> _Document passage_
** Start **
For those of you who read our recent post ‘The Mysterious Marriages of Thomas Nelson’ you may have noticed the name Charlotte Hayes aka O’Kelly, well, for those who didn’t, Charlotte was a very successful brothel keeper, who co-habited (for there seems to be no proof that they married) with a gentleman by the name of Dennis O’Kelly, with whom they had one child Mary Charlotte.
Much has been written about O’Kelly, so we won’t re-tell the alleged story of his life as much more can be found by following this link, but suffice it say that he was born around 1725 in Ireland, moved to London where he became a sedan chair carrier, but found fame and wealth courtesy of horse racing. He as reputed to be quite a character – Mr, Captain, Major or Colonel, a disreputable adventurer.
Whilst reading about him, however, we came across several caricatures of him and one cameo, but then we came across a portrait of him in a 1932 newspaper, which stated that the portrait was painted by Johan Zoffany which seems curious as it doesn’t appear to have been recorded anywhere so far as we can tell – so perhaps one of our lovely art historians may be able to shed some light as to its validity and possible location now. Whether the newspaper got their facts correct, who knows – possibly ‘fake news’, as it appears was this report about Charlotte having inherited the horse ‘Eclipse’.
** End **
Saved entries:
** Start **
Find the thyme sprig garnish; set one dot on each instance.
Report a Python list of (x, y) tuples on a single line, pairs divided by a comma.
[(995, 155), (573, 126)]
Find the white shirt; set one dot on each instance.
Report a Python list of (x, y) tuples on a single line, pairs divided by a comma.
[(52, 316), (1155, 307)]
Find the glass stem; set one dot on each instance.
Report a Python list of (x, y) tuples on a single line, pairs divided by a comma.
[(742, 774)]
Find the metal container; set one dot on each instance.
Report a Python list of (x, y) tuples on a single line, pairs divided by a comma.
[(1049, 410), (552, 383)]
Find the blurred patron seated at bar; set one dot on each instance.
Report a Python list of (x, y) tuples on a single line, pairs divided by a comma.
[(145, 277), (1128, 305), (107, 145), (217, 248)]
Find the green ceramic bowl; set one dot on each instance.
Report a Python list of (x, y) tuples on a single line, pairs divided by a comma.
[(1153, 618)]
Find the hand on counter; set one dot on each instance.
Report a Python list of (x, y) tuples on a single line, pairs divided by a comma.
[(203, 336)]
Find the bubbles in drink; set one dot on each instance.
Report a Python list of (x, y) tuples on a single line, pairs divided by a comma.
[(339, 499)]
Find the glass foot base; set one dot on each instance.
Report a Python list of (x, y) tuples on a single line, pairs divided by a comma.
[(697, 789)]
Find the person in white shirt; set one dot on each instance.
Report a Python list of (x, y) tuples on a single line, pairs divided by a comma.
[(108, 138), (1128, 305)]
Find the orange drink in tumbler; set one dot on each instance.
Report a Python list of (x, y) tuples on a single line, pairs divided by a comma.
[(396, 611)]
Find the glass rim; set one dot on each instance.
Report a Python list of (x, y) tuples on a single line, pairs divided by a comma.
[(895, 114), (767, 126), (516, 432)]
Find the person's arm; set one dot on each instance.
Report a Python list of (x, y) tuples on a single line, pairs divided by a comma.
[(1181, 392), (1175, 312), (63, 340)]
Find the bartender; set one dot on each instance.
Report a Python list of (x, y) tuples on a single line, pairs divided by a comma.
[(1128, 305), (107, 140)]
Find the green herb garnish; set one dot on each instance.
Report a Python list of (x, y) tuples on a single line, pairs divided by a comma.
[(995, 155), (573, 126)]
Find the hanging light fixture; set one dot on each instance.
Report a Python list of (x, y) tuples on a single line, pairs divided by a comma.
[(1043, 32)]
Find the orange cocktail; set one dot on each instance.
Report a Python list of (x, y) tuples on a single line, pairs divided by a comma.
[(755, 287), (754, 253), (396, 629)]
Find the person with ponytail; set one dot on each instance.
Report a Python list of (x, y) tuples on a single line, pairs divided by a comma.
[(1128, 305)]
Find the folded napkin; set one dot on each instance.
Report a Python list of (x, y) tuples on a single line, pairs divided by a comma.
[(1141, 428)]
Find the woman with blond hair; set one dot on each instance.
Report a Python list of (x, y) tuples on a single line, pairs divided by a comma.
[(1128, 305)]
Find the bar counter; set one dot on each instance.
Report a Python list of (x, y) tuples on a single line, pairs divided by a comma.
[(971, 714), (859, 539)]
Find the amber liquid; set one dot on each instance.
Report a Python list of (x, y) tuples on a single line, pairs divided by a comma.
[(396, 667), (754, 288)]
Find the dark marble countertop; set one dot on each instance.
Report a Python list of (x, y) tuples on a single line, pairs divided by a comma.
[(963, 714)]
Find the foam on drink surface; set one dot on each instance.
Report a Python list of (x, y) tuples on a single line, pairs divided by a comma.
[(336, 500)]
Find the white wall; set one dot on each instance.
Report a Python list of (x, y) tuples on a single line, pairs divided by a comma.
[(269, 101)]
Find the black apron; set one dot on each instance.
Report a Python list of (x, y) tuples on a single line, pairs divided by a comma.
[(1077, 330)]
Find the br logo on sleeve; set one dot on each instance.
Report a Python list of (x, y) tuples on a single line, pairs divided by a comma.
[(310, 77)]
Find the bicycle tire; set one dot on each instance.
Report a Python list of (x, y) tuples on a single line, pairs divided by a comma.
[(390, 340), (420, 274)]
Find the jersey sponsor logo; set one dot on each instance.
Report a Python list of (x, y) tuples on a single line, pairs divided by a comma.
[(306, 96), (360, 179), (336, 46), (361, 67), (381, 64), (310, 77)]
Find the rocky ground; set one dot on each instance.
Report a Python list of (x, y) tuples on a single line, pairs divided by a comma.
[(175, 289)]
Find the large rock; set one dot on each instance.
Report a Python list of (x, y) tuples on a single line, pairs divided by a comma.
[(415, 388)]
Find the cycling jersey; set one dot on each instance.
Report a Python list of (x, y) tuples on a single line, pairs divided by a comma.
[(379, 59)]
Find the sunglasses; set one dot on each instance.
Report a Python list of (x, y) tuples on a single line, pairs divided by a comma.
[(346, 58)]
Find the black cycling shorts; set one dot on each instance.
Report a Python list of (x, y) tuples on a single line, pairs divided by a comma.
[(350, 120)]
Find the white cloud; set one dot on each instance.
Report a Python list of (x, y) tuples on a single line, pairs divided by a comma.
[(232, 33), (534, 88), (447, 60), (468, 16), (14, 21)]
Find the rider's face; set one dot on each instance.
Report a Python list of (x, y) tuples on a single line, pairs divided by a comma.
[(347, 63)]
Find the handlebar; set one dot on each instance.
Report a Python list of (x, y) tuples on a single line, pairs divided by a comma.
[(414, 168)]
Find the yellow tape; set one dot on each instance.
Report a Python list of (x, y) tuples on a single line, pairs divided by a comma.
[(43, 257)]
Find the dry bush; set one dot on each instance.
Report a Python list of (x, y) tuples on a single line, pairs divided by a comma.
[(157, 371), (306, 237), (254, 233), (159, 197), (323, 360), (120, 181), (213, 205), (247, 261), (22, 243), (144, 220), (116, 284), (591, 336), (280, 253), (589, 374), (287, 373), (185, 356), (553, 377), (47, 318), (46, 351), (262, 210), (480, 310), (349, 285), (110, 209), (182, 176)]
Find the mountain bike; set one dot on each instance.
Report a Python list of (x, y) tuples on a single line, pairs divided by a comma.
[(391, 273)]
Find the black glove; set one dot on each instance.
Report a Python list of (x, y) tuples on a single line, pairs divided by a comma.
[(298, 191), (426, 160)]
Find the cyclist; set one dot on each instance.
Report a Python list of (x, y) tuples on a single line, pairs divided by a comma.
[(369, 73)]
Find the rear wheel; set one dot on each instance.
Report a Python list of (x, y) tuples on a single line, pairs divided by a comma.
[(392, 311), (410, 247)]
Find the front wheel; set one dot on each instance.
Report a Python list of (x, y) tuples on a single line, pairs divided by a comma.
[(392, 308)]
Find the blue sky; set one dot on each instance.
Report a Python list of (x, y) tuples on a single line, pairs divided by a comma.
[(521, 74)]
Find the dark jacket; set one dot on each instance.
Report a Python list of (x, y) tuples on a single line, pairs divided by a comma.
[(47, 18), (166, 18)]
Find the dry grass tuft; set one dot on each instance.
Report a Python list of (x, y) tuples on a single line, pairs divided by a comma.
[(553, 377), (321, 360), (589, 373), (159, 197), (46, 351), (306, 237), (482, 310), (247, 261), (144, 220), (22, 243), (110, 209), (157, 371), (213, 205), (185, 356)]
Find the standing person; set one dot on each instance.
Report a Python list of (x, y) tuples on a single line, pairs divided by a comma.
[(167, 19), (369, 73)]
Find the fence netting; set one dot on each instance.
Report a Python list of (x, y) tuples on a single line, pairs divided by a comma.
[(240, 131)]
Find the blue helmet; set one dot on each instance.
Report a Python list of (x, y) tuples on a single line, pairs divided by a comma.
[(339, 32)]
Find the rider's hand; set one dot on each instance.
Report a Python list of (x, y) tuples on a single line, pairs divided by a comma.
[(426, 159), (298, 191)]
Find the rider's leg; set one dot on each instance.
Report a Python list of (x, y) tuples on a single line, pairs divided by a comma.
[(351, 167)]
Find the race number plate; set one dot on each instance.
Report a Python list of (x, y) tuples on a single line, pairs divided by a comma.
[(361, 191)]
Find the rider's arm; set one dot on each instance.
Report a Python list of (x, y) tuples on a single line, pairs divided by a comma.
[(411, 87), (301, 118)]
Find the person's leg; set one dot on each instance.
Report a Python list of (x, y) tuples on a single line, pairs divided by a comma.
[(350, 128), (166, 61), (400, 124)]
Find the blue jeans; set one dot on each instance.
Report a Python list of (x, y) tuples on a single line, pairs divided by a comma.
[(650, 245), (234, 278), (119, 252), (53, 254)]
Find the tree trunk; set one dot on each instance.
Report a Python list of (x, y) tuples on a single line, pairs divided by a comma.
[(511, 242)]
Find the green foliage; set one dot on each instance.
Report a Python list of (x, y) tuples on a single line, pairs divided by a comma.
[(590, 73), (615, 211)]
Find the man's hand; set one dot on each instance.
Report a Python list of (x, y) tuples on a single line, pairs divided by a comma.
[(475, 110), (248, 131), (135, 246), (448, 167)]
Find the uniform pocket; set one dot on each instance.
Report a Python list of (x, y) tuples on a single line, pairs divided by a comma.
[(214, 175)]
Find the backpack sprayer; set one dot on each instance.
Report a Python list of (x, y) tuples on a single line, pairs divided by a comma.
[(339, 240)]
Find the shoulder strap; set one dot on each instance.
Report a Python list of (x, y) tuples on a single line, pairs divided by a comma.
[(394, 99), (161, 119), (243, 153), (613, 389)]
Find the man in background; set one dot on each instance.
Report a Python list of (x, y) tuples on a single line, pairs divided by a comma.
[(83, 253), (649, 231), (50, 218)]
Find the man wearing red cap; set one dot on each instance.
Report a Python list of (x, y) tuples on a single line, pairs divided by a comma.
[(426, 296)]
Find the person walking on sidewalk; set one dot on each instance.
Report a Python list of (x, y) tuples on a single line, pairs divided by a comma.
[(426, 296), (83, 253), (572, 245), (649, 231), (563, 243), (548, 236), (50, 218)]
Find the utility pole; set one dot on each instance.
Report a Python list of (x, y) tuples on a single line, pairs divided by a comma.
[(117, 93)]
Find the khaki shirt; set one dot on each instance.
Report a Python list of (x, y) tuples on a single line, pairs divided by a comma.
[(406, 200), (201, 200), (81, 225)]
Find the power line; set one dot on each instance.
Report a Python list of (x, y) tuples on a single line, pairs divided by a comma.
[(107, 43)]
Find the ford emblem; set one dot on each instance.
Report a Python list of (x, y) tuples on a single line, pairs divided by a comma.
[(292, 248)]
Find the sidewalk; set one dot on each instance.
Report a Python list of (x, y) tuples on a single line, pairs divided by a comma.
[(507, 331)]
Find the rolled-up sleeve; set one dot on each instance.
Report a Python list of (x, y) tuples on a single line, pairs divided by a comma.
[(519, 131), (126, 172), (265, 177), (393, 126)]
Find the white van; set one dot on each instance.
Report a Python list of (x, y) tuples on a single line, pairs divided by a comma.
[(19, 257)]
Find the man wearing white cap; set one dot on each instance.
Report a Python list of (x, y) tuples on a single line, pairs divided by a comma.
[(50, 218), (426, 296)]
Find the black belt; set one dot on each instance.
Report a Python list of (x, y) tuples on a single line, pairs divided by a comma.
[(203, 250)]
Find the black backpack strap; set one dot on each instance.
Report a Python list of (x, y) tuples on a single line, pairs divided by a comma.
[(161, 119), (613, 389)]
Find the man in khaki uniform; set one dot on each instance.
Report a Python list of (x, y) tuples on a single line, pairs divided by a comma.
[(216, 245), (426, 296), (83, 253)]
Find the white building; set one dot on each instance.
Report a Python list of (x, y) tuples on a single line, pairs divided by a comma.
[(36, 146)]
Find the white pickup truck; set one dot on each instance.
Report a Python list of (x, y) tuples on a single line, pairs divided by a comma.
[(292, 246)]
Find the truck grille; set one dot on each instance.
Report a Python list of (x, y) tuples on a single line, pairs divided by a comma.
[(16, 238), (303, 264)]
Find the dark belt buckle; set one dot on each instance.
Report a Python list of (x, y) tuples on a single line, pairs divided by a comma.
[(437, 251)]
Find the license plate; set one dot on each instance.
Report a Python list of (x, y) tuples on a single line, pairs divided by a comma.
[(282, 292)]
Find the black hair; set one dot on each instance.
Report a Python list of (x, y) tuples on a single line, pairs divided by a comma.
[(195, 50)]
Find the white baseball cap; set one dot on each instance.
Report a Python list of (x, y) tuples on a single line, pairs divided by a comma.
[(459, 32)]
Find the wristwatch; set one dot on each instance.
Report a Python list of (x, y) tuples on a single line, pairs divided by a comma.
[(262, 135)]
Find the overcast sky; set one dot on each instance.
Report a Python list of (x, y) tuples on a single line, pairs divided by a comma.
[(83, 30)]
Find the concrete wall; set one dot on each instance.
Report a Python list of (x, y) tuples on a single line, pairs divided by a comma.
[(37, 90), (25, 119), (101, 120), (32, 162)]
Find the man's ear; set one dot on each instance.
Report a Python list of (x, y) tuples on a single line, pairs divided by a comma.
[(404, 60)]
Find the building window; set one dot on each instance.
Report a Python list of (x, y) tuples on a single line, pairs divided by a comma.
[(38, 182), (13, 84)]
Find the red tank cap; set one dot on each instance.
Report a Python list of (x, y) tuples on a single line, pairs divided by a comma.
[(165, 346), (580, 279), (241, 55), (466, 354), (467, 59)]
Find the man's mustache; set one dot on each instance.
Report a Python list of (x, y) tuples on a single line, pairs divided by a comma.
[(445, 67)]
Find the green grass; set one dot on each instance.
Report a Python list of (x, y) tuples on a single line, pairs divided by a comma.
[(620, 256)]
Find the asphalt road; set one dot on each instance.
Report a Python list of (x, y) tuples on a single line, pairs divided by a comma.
** End **
> _Stated problem_
Please repeat word for word the passage of the post about Dennis O'Kelly that begins with the words "Much has been" and ends with "a disreputable adventurer.".

> _Result_
Much has been written about O’Kelly, so we won’t re-tell the alleged story of his life as much more can be found by following this link, but suffice it say that he was born around 1725 in Ireland, moved to London where he became a sedan chair carrier, but found fame and wealth courtesy of horse racing. He as reputed to be quite a character – Mr, Captain, Major or Colonel, a disreputable adventurer.